ASSIGNMENT> Your task is to transcribe the entries exactly.

[Collected data entries]
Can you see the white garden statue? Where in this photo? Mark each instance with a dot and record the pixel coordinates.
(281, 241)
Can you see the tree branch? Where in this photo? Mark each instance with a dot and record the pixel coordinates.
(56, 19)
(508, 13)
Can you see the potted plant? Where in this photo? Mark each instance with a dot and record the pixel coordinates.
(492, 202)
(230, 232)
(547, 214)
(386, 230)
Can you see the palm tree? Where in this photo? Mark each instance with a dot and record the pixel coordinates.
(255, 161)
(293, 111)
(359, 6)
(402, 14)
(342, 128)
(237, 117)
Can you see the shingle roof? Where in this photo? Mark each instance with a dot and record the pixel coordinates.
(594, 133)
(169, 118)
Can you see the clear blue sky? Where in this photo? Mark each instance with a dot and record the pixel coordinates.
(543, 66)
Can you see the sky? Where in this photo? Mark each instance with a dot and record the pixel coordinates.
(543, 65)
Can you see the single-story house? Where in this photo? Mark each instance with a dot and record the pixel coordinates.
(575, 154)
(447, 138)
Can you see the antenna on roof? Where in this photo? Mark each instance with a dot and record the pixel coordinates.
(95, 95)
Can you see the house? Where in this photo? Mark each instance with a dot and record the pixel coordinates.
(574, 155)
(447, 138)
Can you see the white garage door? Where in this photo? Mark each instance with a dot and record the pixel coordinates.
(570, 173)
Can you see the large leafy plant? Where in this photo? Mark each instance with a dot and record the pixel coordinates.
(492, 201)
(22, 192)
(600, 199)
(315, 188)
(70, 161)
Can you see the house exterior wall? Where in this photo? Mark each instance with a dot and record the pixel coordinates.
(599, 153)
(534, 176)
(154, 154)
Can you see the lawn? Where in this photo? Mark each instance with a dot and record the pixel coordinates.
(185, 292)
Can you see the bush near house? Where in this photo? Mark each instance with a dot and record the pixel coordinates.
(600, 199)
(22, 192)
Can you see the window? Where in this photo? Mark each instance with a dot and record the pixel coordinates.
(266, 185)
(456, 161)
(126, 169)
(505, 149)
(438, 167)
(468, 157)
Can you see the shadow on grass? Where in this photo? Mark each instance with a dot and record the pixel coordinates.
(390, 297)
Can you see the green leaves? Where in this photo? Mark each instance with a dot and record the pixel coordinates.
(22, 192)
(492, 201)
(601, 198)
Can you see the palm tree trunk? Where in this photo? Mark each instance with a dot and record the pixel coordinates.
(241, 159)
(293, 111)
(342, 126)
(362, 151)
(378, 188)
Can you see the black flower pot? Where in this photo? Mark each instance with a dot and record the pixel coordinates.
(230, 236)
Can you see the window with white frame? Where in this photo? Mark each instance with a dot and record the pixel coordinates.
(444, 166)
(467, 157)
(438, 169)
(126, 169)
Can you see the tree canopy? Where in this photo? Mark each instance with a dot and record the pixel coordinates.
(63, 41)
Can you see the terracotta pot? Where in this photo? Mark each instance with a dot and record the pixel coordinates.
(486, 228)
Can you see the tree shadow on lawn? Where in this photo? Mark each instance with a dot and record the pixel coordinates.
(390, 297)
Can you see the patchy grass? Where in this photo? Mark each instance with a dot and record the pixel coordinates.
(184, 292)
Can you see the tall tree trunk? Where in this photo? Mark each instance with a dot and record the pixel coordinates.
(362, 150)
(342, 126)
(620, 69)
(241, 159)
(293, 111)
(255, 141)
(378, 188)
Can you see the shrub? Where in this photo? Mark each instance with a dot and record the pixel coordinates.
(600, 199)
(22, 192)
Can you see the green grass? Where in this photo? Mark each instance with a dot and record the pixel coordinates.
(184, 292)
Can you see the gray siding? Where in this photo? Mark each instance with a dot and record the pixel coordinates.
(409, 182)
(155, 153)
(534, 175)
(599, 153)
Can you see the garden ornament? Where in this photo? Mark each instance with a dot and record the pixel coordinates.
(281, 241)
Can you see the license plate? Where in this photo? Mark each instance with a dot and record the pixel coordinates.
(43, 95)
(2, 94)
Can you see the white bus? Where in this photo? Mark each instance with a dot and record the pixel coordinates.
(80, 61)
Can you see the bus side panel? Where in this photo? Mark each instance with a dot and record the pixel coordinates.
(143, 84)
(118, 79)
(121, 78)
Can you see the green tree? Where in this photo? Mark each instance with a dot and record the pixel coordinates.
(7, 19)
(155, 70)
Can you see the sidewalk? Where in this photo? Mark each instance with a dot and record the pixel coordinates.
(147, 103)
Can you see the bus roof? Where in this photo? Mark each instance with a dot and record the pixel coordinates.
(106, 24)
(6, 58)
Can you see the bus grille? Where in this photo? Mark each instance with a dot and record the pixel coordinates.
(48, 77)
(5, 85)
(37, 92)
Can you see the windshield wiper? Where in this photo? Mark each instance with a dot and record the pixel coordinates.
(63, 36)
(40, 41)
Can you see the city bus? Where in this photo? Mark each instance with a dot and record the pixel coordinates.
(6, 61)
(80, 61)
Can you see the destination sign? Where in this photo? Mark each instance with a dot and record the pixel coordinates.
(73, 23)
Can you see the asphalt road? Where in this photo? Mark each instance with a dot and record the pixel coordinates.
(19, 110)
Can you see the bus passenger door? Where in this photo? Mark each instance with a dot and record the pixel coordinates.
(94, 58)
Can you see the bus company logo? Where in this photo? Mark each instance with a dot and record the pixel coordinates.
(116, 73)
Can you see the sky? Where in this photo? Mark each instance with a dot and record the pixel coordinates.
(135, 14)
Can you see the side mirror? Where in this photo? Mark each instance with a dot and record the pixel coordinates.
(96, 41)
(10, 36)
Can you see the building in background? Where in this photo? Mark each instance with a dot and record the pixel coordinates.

EXERCISE OUTPUT>
Can you see the white garden statue? Where in this photo? Mark each instance with a dot and record the pixel coordinates.
(281, 241)
Can you see the tree branch? Where in this photo? Mark each instance with a dot and record the pixel coordinates.
(56, 19)
(508, 13)
Can you see the potted plant? Where in this photo? Mark each instance with a dot and record the pixel coordinates.
(492, 202)
(230, 232)
(547, 214)
(386, 230)
Can you see the palm tree? Where in this photo? Mark each instance with a dot and record the pixel coordinates.
(255, 161)
(293, 111)
(359, 6)
(402, 14)
(342, 128)
(237, 117)
Can you see the shingle roof? Where in this photo? Mark each instance with a dot and record the pixel coordinates.
(594, 133)
(169, 118)
Can you see the clear blue sky? Where in this photo? Mark each instance with a dot and record the pixel coordinates.
(543, 66)
Can you see the sky? Where in this photo? Mark each instance with a dot and record the pixel coordinates.
(543, 65)
Can you see the single-story house? Where in this photo? Mark each instance with a dot and record the pixel coordinates.
(575, 154)
(447, 138)
Can you see the antenna on roof? Where in this photo? Mark each instance with a dot and record the pixel coordinates.
(95, 95)
Can you see the house? Where in this photo? Mark each instance with a dot and record the pixel coordinates.
(574, 155)
(447, 138)
Can you see the white garage door? Where in this photo? Mark each instance with a dot and record the pixel coordinates.
(570, 173)
Can you see the large leafy plant? Where in this photo? Mark each instance with a dot and record the pixel coordinates.
(492, 201)
(22, 192)
(600, 199)
(315, 188)
(70, 161)
Can you see the house exterior wall? Where in this photo? Mark each instance with a dot and record the pixel coordinates.
(599, 153)
(534, 176)
(154, 154)
Can you see the lawn? Where in this photo? Mark each instance with a dot and record the pixel coordinates.
(185, 292)
Can you see the bush near house? Where in this photo? Mark each instance with a dot and record the pixel coordinates.
(600, 199)
(22, 192)
Can you see the window? Where in this photo? Mark each instance with a dot and record the pixel coordinates.
(266, 185)
(456, 161)
(126, 169)
(505, 149)
(438, 167)
(468, 157)
Can you see the shadow on grass? Where in this photo? Mark each instance with a dot and record the pixel coordinates.
(390, 297)
Can you see the green leaves? Where in this photo? Mark each instance with a dot and record the pixel coordinates.
(22, 192)
(492, 201)
(601, 198)
Can you see the palm tree trunk? Where in this photo? Mark each instance with a dot and record the pixel coordinates.
(241, 159)
(293, 111)
(342, 126)
(362, 151)
(378, 188)
Can you see the black flower pot? Where in this photo? Mark each instance with a dot and record the pixel coordinates.
(230, 236)
Can you see the window with white frame? Where in this photo? Mark each instance with a dot and record the pixel coordinates.
(444, 166)
(467, 157)
(438, 169)
(126, 169)
Can you see the tree canopy? Where in this photo? Mark each instance with a dot and record the pixel coordinates.
(63, 41)
Can you see the terracotta pot? Where in this photo? Mark each instance with a dot and record the pixel coordinates.
(486, 228)
Can you see the tree shadow on lawn? Where in this photo? Mark each instance with a dot and record the pixel coordinates.
(390, 297)
Can you see the patchy grass? Where in this photo? Mark each instance with a dot and record the pixel coordinates.
(184, 292)
Can you see the tall tree trunk? Where in this photo? Mark each instance with a dot and record the pixel coordinates.
(362, 150)
(342, 126)
(620, 69)
(241, 159)
(293, 111)
(255, 141)
(378, 188)
Can you see the shrub? Where in this photo? Mark each instance with a dot and record the pixel coordinates.
(600, 199)
(22, 192)
Can you see the green grass? Where in this photo? Mark each instance with a dot and record the pixel coordinates.
(184, 292)
Can you see the gray siding? Where in this photo? Mark each instance with a dot and record the pixel coordinates.
(409, 182)
(155, 153)
(534, 175)
(599, 153)
Can you see the garden ornament? Where in this photo? Mark each instance with a dot and record the pixel coordinates.
(281, 241)
Can you see the license plate? Where in this photo? Mark each instance with a dot and record the pixel coordinates.
(43, 95)
(2, 94)
Can you see the white bus? Where in this photo? Mark each instance with a dot and record the pixel coordinates.
(80, 61)
Can you see the bus side panel? Where in this photo? Mark each instance with a dot and record the pixel coordinates.
(143, 84)
(118, 79)
(121, 78)
Can you see the green tree? Where in this photo? Mark each instance with a dot and record the pixel coordinates.
(7, 19)
(155, 70)
Can you see the sidewalk? Where in this photo? Mark each instance with a dot and record the pixel coordinates.
(147, 103)
Can you see the bus roof? Where in this photo? Mark each instance with a dot and record the pixel coordinates.
(106, 24)
(6, 58)
Can you see the bus grille? Where in this photo? Mark each instance with a dot and record the pixel coordinates.
(48, 77)
(5, 85)
(37, 92)
Can you see the windshield wiper? Where in this photo? Mark each instance with a dot and record the pixel coordinates.
(63, 36)
(40, 41)
Can you see the city bus? Where in this photo? Mark each instance with a dot and record the pixel coordinates.
(6, 61)
(80, 61)
Can you see the destination sign? Where in this photo? Mark each instance with a dot and record the pixel coordinates.
(73, 23)
Can you see the asphalt road? Where in this photo? Mark each instance with a dot and record the pixel coordinates.
(19, 110)
Can you see the bus passenger door? Where in this photo? Mark each instance with a dot and record the pixel coordinates.
(94, 58)
Can you see the bus company logo? Where in this photo? Mark each instance with a dot and record the pixel coordinates.
(116, 73)
Can you see the sky? Where in this photo? Mark each instance with a dot and record the pixel coordinates.
(135, 14)
Can you see the side mirror? Where in this photo? Mark each instance with a dot and record the pixel coordinates.
(96, 41)
(10, 36)
Can you see the building in background? Where in this photo? Mark each instance with a dot and record the pixel coordinates.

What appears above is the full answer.